◆ EXERCISE REQUIREMENTS:
1. In the twin paradox discussion, how far apart are Charlie and Alice when Charlie is on the ground?
2. Reproduce the twin paradox discussion word for word, starting at "I would call" and going up to and including "on the train.".

◆ DOCUMENT PASSAGE:
• • • • • • •

And back when the traveling twin's own clock displayed t'=25, he calculated t=72.5 for the stay-home twin's clock. And at that time, the distance to the stay-home twins clock was -x'=12.99 so it follows that he should actually see the t=72.5 after 12.99 more time has elapsed, which would be at t'=25+12.99=37.99 but the closest thing on the chart is t'=38 and he sees 72.53 at that time (see the red boxes & arrows on the bottom half of the chart). That is a confirmation that his calculations for t are correct on the inbound half of the trip.

If all the inbound and outbound calculations are correct, then it follows that the t=10 calculation just before the turnaround, and the t=70 calculation just after the turnaround are both correct. The traveling twin could even visually confirm the t=70 in this same manner at his own time t'=20+17.32=37.32, but it just does not happen to be on the chart. The closest is t'=37 and he sees 68.8 at that time.
Great demonstration, but I think everybody in this thread already agreed on this, but I guess it's good to have it spelled out explicitly. Now please do the same for a calculation on the outbound leg, but with the observation on the inbound leg, because that's what we were talking about.

My point is: what does Charlie measure about his time at stand-still, now that he has been travelling again and received the information about what Alice's clock was doing at the time.

But what does Charlie now measure "really" happened back there, now that he's moved on?

It seems to me that Charlie has no choice but to say that the time "really" was t=40 in ground frame at the moment when he was on the ground. What would you say is the answer to your own question?

And what would you call that, the fact that Charlie changing frames changed what DVR is relevant to him, and his conclusions about Alice's clock? I'm still open to a better word that "overwrite".

I would call it frame-dependence. Certain things are frame-dependent. In this case, what we are really discussing is that simultaneity is frame-dependent. Charlie's moment on the ground is simultaneous with t=40 x=0, whereas Charlie's moment on the train (either just before or just after he jumps off) is simultaneous with t=10 x=0. He can only be in one frame at a time, and so only one DVR can be relevant to him at any moment.

There are other things which are frame-dependent also, things which we have not even discussed yet: For example, the distance between Charlie and Alice is 34.64 when he is on the ground, but the distance between Charlie and Alice is 17.32 when he is on the train.

I think we can agree that the speed of light is the fastest possible speed in any given inertial frame, and yet Charlie has no choice but to say that Alice's location relative to himself changes by 17.32 light years in the infinitesimal time it takes him to jump on/off the train.

• • • • • • •

◆ RECORDS SUPPLIED:
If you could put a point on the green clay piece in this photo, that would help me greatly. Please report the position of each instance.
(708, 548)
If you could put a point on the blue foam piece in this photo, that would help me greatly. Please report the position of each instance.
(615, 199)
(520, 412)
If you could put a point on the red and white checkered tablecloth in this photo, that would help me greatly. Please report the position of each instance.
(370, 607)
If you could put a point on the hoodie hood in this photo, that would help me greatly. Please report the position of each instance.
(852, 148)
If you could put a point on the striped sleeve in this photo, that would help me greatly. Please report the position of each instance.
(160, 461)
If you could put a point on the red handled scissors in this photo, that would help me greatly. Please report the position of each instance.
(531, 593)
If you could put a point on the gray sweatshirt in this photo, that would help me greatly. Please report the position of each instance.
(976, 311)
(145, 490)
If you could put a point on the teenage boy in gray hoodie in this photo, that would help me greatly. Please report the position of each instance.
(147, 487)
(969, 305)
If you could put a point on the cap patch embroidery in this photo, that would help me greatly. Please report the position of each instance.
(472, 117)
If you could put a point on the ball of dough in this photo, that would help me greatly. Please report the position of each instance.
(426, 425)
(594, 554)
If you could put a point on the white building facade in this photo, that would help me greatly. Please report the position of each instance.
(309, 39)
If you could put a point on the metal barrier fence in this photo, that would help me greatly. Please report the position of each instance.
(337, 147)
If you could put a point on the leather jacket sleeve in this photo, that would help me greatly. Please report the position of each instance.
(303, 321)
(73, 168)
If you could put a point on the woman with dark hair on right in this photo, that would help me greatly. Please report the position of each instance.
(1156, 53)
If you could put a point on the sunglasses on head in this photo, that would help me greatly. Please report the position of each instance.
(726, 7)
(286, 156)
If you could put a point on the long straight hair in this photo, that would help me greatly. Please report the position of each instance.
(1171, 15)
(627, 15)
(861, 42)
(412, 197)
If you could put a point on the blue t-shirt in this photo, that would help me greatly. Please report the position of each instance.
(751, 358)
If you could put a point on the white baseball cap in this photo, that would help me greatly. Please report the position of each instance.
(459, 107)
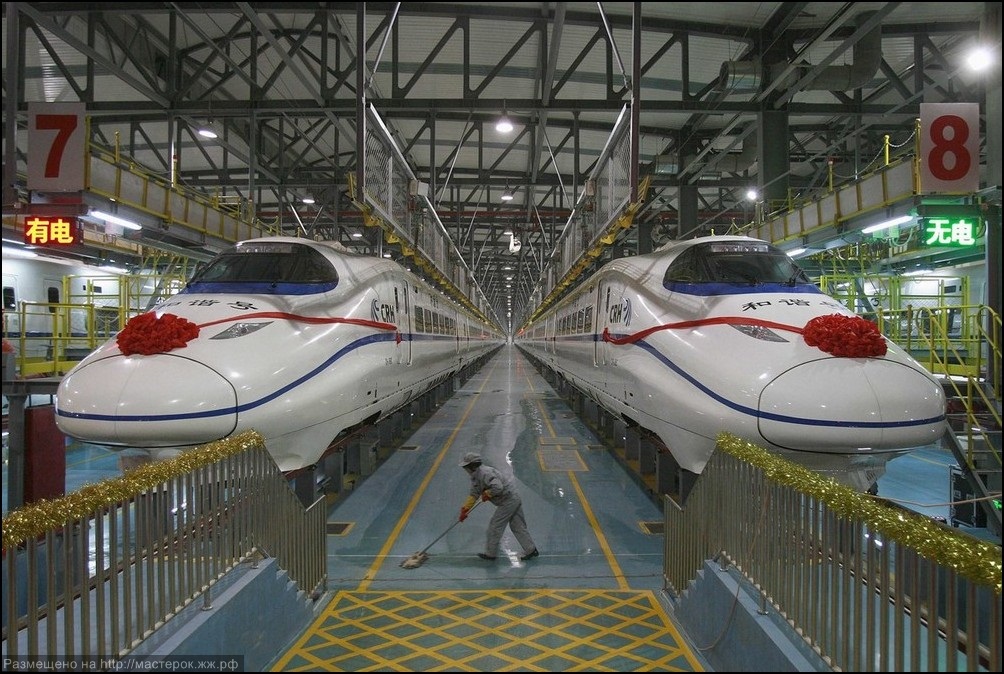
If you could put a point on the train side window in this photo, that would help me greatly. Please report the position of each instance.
(687, 268)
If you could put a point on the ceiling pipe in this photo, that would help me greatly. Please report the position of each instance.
(749, 75)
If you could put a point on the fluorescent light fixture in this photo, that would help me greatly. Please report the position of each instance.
(979, 59)
(504, 126)
(18, 252)
(114, 220)
(889, 223)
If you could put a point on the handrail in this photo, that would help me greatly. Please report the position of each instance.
(96, 572)
(863, 583)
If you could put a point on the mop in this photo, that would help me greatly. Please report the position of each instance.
(416, 560)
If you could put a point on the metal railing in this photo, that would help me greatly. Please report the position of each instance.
(95, 573)
(867, 586)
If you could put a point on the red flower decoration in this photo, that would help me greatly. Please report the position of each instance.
(844, 337)
(148, 334)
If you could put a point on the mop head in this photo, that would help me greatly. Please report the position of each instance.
(415, 560)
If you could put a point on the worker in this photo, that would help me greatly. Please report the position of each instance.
(488, 484)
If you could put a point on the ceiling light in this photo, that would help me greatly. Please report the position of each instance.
(114, 220)
(979, 59)
(503, 125)
(887, 224)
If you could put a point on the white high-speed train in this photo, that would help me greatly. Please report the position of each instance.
(298, 340)
(726, 333)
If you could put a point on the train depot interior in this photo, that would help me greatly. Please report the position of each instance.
(505, 156)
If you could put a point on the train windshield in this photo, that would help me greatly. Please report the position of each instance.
(739, 262)
(271, 264)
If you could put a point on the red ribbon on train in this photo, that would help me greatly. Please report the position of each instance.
(844, 337)
(837, 334)
(149, 333)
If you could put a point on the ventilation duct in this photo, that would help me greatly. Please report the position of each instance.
(748, 76)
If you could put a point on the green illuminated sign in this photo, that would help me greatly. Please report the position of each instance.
(957, 231)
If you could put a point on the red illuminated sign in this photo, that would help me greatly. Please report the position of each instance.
(51, 231)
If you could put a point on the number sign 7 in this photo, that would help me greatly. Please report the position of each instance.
(56, 147)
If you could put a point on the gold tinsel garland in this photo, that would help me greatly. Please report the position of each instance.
(35, 519)
(978, 560)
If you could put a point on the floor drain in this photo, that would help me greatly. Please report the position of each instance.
(338, 528)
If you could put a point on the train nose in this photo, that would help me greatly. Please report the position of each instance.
(176, 397)
(867, 403)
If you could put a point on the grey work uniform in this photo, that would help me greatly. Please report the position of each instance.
(508, 509)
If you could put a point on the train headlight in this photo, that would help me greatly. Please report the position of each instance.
(239, 329)
(759, 332)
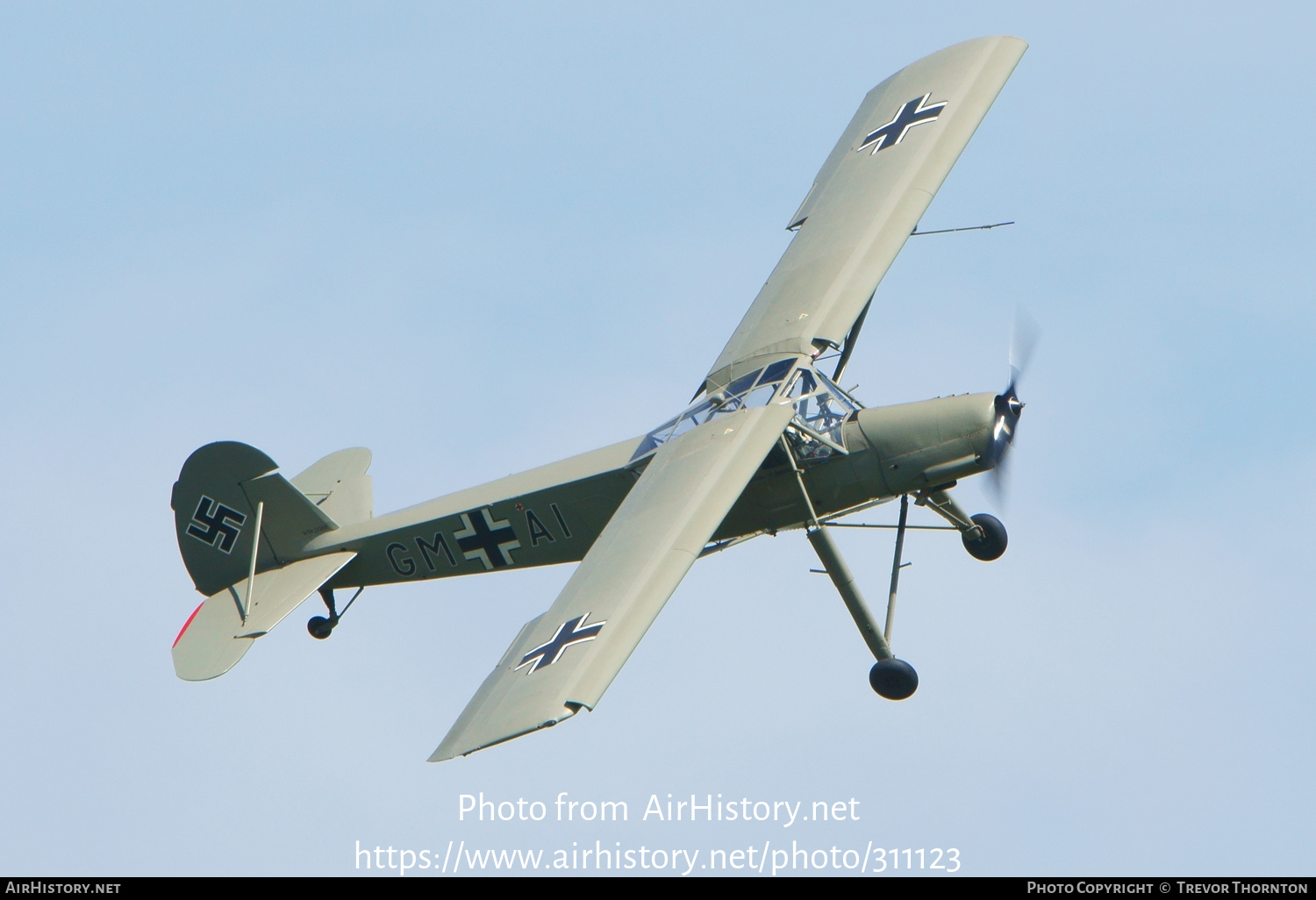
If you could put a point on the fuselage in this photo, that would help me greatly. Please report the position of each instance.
(553, 513)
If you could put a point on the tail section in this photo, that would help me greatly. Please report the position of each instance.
(223, 629)
(216, 503)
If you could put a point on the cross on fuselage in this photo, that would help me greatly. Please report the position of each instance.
(910, 115)
(484, 539)
(569, 633)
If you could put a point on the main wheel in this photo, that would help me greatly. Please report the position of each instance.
(992, 542)
(894, 679)
(320, 628)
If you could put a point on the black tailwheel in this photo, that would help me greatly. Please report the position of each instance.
(894, 679)
(991, 544)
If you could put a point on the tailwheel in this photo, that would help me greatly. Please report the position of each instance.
(990, 542)
(320, 626)
(894, 679)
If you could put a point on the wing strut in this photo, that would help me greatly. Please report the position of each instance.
(850, 339)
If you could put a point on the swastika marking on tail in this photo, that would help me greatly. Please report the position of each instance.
(215, 523)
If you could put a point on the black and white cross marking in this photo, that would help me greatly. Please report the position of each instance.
(489, 539)
(574, 631)
(910, 115)
(210, 526)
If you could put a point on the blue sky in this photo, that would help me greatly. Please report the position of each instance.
(476, 241)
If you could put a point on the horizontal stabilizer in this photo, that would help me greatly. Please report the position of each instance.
(339, 484)
(218, 634)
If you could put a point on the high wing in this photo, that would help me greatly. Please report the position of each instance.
(869, 196)
(566, 658)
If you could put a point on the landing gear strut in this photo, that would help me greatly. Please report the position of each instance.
(983, 536)
(320, 626)
(891, 678)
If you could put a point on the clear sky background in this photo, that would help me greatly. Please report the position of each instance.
(476, 241)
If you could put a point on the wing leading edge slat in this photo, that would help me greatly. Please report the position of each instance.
(869, 196)
(568, 657)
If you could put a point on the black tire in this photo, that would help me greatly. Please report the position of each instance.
(894, 679)
(991, 545)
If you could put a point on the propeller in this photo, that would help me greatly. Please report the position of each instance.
(1008, 405)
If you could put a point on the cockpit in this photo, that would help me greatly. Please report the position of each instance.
(821, 408)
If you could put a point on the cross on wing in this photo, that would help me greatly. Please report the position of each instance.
(852, 225)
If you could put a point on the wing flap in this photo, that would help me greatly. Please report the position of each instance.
(870, 195)
(568, 657)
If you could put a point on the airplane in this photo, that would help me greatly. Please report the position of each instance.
(770, 442)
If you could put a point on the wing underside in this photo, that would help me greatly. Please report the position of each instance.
(566, 658)
(868, 199)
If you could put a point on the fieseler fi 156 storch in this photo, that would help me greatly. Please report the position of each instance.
(770, 442)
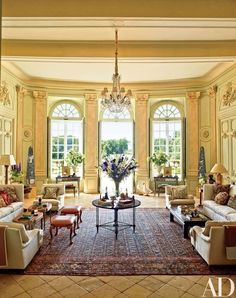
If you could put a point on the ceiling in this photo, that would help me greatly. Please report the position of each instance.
(149, 49)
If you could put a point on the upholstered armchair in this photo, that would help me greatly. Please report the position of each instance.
(210, 242)
(54, 194)
(18, 246)
(177, 195)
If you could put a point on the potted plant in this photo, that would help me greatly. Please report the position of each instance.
(74, 158)
(159, 159)
(17, 175)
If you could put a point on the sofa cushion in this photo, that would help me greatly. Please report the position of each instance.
(2, 202)
(222, 198)
(19, 227)
(179, 192)
(232, 202)
(215, 223)
(16, 205)
(217, 188)
(7, 199)
(231, 217)
(5, 211)
(51, 192)
(11, 191)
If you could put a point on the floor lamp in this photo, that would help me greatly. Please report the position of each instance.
(7, 160)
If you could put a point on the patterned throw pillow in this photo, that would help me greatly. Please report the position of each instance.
(50, 192)
(222, 198)
(7, 199)
(232, 202)
(2, 202)
(10, 190)
(220, 188)
(179, 192)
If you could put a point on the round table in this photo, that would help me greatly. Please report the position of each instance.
(117, 206)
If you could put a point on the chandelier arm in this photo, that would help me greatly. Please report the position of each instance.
(116, 55)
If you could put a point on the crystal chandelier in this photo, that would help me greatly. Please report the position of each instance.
(118, 99)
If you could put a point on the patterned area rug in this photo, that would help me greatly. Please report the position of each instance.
(157, 247)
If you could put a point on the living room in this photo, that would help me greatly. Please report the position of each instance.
(57, 58)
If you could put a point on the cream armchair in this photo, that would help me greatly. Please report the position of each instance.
(177, 195)
(48, 195)
(210, 242)
(18, 245)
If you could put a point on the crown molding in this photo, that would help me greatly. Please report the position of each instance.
(121, 8)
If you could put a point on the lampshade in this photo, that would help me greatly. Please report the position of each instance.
(7, 160)
(218, 169)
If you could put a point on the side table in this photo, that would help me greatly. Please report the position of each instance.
(30, 223)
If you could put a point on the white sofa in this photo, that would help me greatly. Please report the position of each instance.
(20, 245)
(210, 242)
(9, 212)
(58, 202)
(216, 211)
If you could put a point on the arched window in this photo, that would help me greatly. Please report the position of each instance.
(116, 136)
(66, 134)
(167, 135)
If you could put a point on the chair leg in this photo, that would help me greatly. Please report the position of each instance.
(80, 215)
(71, 242)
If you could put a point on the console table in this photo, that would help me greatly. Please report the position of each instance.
(115, 225)
(162, 181)
(68, 179)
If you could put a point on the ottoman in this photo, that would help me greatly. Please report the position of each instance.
(76, 210)
(63, 221)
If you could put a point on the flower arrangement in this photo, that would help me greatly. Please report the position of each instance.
(16, 174)
(159, 158)
(74, 158)
(117, 167)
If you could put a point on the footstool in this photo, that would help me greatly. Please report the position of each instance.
(63, 221)
(76, 210)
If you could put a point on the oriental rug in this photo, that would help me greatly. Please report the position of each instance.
(157, 247)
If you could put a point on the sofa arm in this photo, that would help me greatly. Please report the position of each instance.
(169, 197)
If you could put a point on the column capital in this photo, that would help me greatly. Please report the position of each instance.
(20, 90)
(91, 97)
(212, 92)
(193, 95)
(141, 97)
(40, 95)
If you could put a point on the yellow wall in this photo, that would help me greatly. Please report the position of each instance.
(202, 106)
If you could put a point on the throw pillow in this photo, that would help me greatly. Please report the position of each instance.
(179, 192)
(7, 199)
(222, 198)
(217, 188)
(2, 202)
(232, 202)
(50, 192)
(10, 189)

• • • • • • •

◆ ANSWERS FOR THE EXERCISE:
1. 34.64

2.
I would call it frame-dependence. Certain things are frame-dependent. In this case, what we are really discussing is that simultaneity is frame-dependent. Charlie's moment on the ground is simultaneous with t=40 x=0, whereas Charlie's moment on the train (either just before or just after he jumps off) is simultaneous with t=10 x=0. He can only be in one frame at a time, and so only one DVR can be relevant to him at any moment.

There are other things which are frame-dependent also, things which we have not even discussed yet: For example, the distance between Charlie and Alice is 34.64 when he is on the ground, but the distance between Charlie and Alice is 17.32 when he is on the train.